* begin Supplied data *

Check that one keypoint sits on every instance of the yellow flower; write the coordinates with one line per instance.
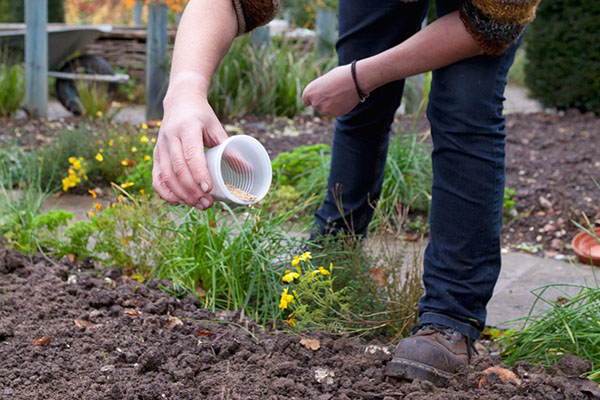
(290, 276)
(305, 256)
(285, 299)
(323, 271)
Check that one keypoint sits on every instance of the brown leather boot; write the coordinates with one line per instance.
(433, 352)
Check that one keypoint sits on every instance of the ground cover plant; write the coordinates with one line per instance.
(12, 88)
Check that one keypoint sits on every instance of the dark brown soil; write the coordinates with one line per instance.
(71, 332)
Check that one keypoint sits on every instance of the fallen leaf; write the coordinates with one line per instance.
(131, 312)
(504, 374)
(82, 324)
(42, 341)
(173, 322)
(377, 276)
(311, 344)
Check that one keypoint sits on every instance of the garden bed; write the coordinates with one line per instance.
(550, 162)
(73, 331)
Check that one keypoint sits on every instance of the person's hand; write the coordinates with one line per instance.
(333, 93)
(179, 174)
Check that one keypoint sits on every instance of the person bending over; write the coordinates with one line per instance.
(469, 48)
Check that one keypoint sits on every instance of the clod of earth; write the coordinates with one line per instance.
(240, 194)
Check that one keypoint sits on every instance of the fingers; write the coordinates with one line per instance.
(158, 183)
(181, 182)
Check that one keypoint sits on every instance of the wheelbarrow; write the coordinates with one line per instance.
(65, 63)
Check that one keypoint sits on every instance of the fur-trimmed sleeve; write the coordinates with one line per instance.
(254, 13)
(496, 24)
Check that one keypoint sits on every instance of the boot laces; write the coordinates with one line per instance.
(450, 334)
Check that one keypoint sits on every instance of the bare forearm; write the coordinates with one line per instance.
(205, 33)
(442, 43)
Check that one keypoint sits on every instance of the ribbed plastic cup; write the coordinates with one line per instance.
(243, 163)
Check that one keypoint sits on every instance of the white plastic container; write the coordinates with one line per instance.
(242, 162)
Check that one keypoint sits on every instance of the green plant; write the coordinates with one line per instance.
(266, 80)
(304, 12)
(12, 88)
(516, 73)
(569, 326)
(563, 54)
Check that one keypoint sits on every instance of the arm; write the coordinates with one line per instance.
(442, 43)
(179, 174)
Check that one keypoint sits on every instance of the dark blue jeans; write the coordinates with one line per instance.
(462, 260)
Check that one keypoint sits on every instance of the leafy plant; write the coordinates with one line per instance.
(268, 80)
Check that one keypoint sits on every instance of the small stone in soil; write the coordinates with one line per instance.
(240, 194)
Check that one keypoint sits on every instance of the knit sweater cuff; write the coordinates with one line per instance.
(254, 13)
(496, 24)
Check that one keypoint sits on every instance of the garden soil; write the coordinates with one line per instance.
(74, 332)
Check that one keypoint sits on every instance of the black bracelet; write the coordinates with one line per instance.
(361, 95)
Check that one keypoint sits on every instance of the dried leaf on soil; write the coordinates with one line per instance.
(173, 322)
(503, 373)
(82, 324)
(131, 312)
(311, 344)
(41, 341)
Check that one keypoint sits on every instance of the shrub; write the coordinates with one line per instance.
(563, 53)
(12, 88)
(266, 80)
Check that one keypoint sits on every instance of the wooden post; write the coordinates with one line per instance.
(36, 57)
(261, 36)
(138, 9)
(156, 60)
(326, 29)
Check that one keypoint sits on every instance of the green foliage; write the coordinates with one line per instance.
(516, 73)
(563, 53)
(509, 202)
(303, 13)
(267, 80)
(110, 153)
(569, 326)
(12, 88)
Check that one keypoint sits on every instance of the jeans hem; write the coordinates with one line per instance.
(466, 329)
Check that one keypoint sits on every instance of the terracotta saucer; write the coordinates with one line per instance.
(587, 247)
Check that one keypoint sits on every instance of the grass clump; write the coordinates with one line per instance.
(12, 88)
(267, 81)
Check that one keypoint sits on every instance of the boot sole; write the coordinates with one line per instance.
(412, 370)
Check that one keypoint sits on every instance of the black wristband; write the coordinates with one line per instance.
(361, 95)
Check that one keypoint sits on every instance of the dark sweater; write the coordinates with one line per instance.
(494, 24)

* end Supplied data *

» **Problem details**:
Put every line of the records above into a JSON list of strings with one string per line, skipping blank lines and leaving out the pictures.

» **Written response**:
[
  "Check that one keypoint sits on every instance of the yellow flower; write the coordinates with one line per instance.",
  "(290, 276)",
  "(305, 256)",
  "(285, 299)",
  "(323, 271)",
  "Check that one keypoint sits on every instance of the brown leather boot; write the coordinates with one line per instance.",
  "(433, 352)",
  "Check that one keypoint sits on every instance of the ground cover plant; write the coordinates with one line per instance.",
  "(12, 88)",
  "Check that one keypoint sits on every instance of the dark brown soil; write the coordinates with one line per instance.",
  "(71, 332)",
  "Check that one keypoint sits on every instance of the fallen leaf; write the coordinates with one line per instance.",
  "(131, 312)",
  "(504, 374)",
  "(82, 324)",
  "(42, 341)",
  "(173, 322)",
  "(377, 276)",
  "(311, 344)",
  "Check that one keypoint sits on every instance of the garden bed; write the coordinates with one line per instance.",
  "(550, 162)",
  "(73, 331)",
  "Check that one keypoint sits on every instance of the person's hand; write the coordinates with one line per instance.",
  "(333, 93)",
  "(179, 174)",
  "Check that one keypoint sits on every instance of the person bending over; write the coordinates with one line per instance.",
  "(469, 48)",
  "Check that one keypoint sits on every instance of the clod of earth; write the coordinates with one line per instance.",
  "(240, 194)",
  "Check that one keypoint sits on every instance of the fingers; write the coordinates with one line per instance.",
  "(158, 183)",
  "(181, 182)",
  "Check that one keypoint sits on every instance of the wheelbarrow; write the coordinates with one line per instance.",
  "(65, 63)",
  "Check that one keypoint sits on every instance of the fur-trimmed sleeve; write the coordinates with one line per instance.",
  "(254, 13)",
  "(496, 24)",
  "Check that one keypoint sits on every instance of the boot laces; write the coordinates with one line per instance.",
  "(450, 334)",
  "Check that one keypoint sits on every instance of the bare forearm; write the coordinates with one line per instance.",
  "(205, 33)",
  "(442, 43)",
  "Check that one keypoint sits on every instance of the ribbed plastic cup; write the coordinates with one line per instance.",
  "(243, 163)",
  "Check that one keypoint sits on every instance of the white plastic container; write the coordinates with one line per instance.",
  "(242, 162)",
  "Check that one keypoint sits on every instance of the green plant; write the coordinates with one line per instance.",
  "(266, 80)",
  "(304, 12)",
  "(12, 88)",
  "(516, 73)",
  "(569, 326)",
  "(563, 54)",
  "Check that one keypoint sits on every instance of the arm; write the coordinates with one line per instance.",
  "(442, 43)",
  "(179, 174)",
  "Check that one keypoint sits on every instance of the dark blue jeans; write the coordinates with one line per instance.",
  "(462, 260)",
  "Check that one keypoint sits on every instance of the leafy plant; write the coordinates with one line per instance.",
  "(268, 80)",
  "Check that one keypoint sits on every instance of the small stone in soil; write the coordinates with one line per instance.",
  "(240, 194)",
  "Check that one keypoint sits on every instance of the knit sweater cuff; write the coordinates with one line per instance.",
  "(254, 13)",
  "(496, 24)",
  "Check that one keypoint sits on every instance of the garden soil; write the coordinates with one line per instance.",
  "(74, 332)",
  "Check that one keypoint sits on every instance of the black bracelet; write the coordinates with one line per instance.",
  "(361, 95)",
  "Check that one keypoint sits on every instance of the dried leaf on soil; write the coordinates with one line per instance.",
  "(173, 322)",
  "(503, 373)",
  "(82, 324)",
  "(131, 312)",
  "(311, 344)",
  "(41, 341)",
  "Check that one keypoint sits on every instance of the shrub; write the coordinates with one line per instance.",
  "(563, 53)",
  "(12, 88)",
  "(266, 80)",
  "Check that one keypoint sits on every instance of the wooden post; write the coordinates with one line per instance.",
  "(36, 57)",
  "(261, 36)",
  "(138, 9)",
  "(156, 60)",
  "(326, 29)",
  "Check that one keypoint sits on every instance of the green foliage; write the coordinates with one line per instance.",
  "(516, 73)",
  "(563, 53)",
  "(509, 202)",
  "(303, 13)",
  "(267, 80)",
  "(110, 153)",
  "(569, 326)",
  "(12, 88)",
  "Check that one keypoint sits on every instance of the jeans hem; write the coordinates with one line per instance.",
  "(466, 329)",
  "Check that one keypoint sits on every instance of the terracotta saucer; write the coordinates with one line per instance.",
  "(587, 247)",
  "Check that one keypoint sits on every instance of the grass clump; write the coordinates with one line per instance.",
  "(12, 88)",
  "(267, 81)",
  "Check that one keypoint sits on every instance of the boot sole; write the coordinates with one line per instance.",
  "(412, 370)",
  "Check that one keypoint sits on every instance of the black wristband; write the coordinates with one line per instance.",
  "(361, 95)",
  "Check that one keypoint sits on every instance of the dark sweater; write the coordinates with one line per instance.",
  "(494, 24)"
]